De septembre 1945 à septembre 1952, le Japon est un pays occupé par les Etats-Unis. Une punition et une humiliation. L’empereur Hirohito doit renoncer à sa nature de « divinité à forme humaine ». Le pays détruit est alors administré et géré par le général Douglas MacArthur. En 1952, le Traité de sécurité entre les États-Unis et le Japon permet au Japon de retrouver sa souveraineté mais les Etats-Unis restent présents dans l’archipel, notamment dans des bases militaires. L’île d’Okinawa reste quant à elle entièrement sous contrôle américain. En raison de la situation géopolitique en Asie et de l’essor du communisme (avènement de Mao en Chine, guerre de Corée), les Etats-Unis voient dans le Japon une base idéale pour intervenir au plus vite et combattre le communisme dans la région.

* _Extrait des données_
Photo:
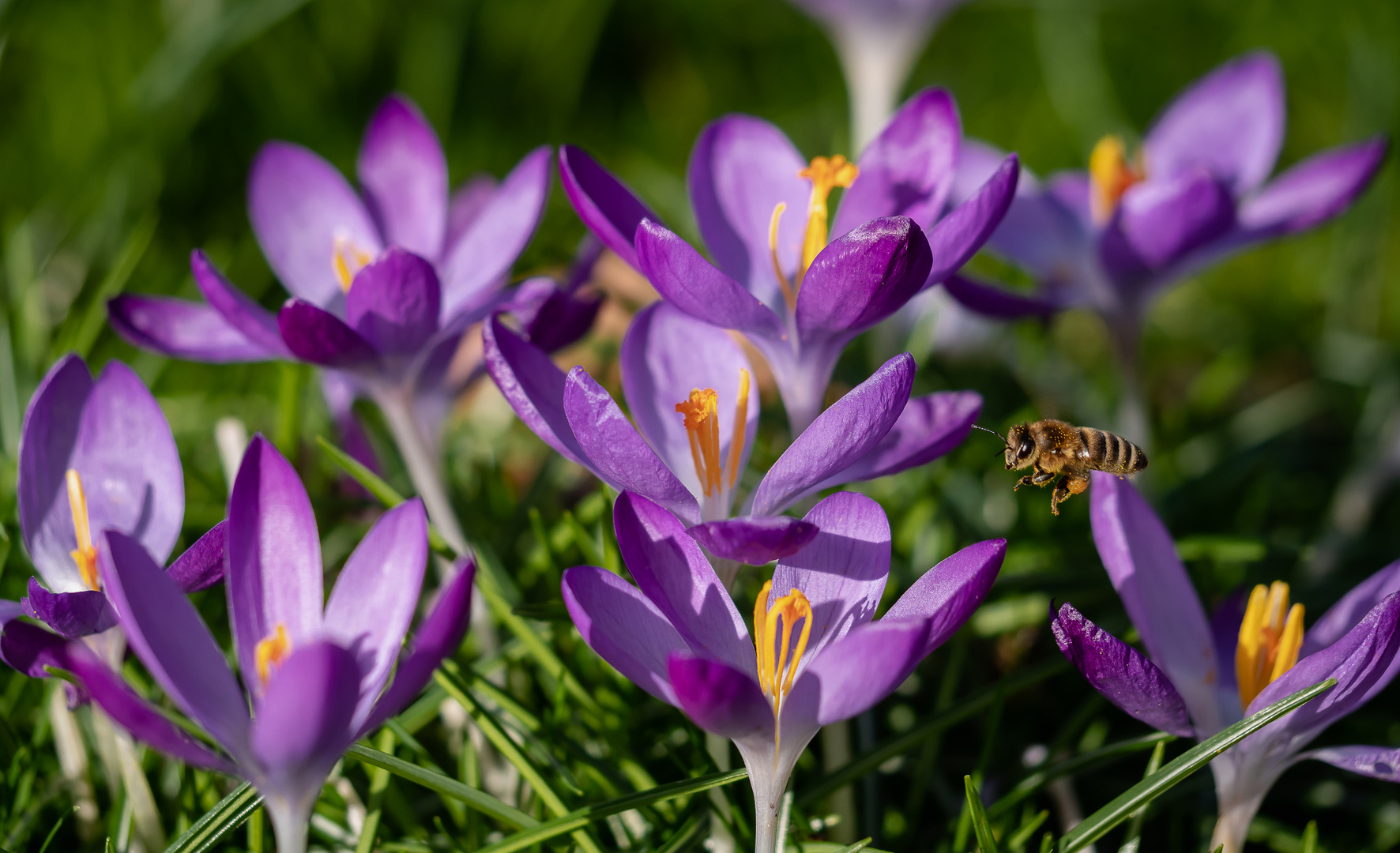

* _Consignes_
A. Recopiez, dans le texte sur l'occupation du Japon, tout ce qui va de « De septembre 1945 » jusqu'à « dans la région. ».
B. Traduisez en anglais cette phrase du texte sur l'occupation du Japon : « L’île d’Okinawa reste quant à elle entièrement sous contrôle américain. »
Vous n'avez pas besoin des lignes.

* _Réponses attendues_
A.
De septembre 1945 à septembre 1952, le Japon est un pays occupé par les Etats-Unis. Une punition et une humiliation. L’empereur Hirohito doit renoncer à sa nature de « divinité à forme humaine ». Le pays détruit est alors administré et géré par le général Douglas MacArthur. En 1952, le Traité de sécurité entre les États-Unis et le Japon permet au Japon de retrouver sa souveraineté mais les Etats-Unis restent présents dans l’archipel, notamment dans des bases militaires. L’île d’Okinawa reste quant à elle entièrement sous contrôle américain. En raison de la situation géopolitique en Asie et de l’essor du communisme (avènement de Mao en Chine, guerre de Corée), les Etats-Unis voient dans le Japon une base idéale pour intervenir au plus vite et combattre le communisme dans la région.

B. The island of Okinawa, for its part, remains entirely under American control.